━━━━━ DATA IN THIS EXERCISE ━━━━━
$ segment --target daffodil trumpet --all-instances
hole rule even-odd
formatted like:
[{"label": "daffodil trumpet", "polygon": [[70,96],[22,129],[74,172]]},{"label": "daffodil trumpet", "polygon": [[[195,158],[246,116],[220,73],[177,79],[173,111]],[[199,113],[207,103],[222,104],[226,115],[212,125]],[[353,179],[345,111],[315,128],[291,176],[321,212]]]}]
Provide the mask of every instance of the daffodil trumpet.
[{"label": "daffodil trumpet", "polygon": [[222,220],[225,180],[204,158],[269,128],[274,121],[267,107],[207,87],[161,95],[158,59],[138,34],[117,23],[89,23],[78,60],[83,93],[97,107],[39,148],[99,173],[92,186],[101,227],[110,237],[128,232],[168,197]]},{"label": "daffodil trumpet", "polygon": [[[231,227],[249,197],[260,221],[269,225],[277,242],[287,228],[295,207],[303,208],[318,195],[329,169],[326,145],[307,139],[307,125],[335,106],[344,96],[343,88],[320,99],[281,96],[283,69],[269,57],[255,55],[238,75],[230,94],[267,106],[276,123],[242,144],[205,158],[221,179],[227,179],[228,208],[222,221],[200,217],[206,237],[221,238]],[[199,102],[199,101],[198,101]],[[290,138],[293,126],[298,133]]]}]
━━━━━
**WHAT THE EXERCISE ASKS:**
Rewrite the data above as a numbered list with one item per line, leaving out any blank lines.

**ANSWER FOR THE TASK:**
1. $ segment --target daffodil trumpet --all-instances
2. hole rule even-odd
3. formatted like:
4. [{"label": "daffodil trumpet", "polygon": [[70,96],[22,129],[74,172]]},{"label": "daffodil trumpet", "polygon": [[[195,158],[246,116],[220,73],[177,79],[173,111]],[[199,113],[207,103],[222,104],[226,115],[212,125]],[[353,179],[345,111],[315,128],[291,176],[321,212]]]}]
5. Provide the mask of every instance of the daffodil trumpet.
6. [{"label": "daffodil trumpet", "polygon": [[222,220],[225,180],[204,158],[269,128],[274,121],[267,107],[207,87],[161,95],[158,59],[138,34],[117,23],[89,23],[78,60],[83,93],[97,107],[39,148],[99,173],[92,186],[101,227],[110,237],[128,232],[168,197]]},{"label": "daffodil trumpet", "polygon": [[[231,227],[249,197],[260,221],[269,225],[277,242],[287,228],[295,207],[303,208],[318,195],[329,169],[326,145],[307,139],[307,125],[335,106],[344,96],[343,88],[320,99],[281,96],[283,69],[269,57],[255,55],[238,75],[230,94],[267,106],[276,123],[242,144],[205,158],[221,179],[227,179],[228,208],[222,221],[200,217],[206,237],[221,238]],[[199,102],[199,101],[198,101]],[[290,138],[293,126],[298,133]]]}]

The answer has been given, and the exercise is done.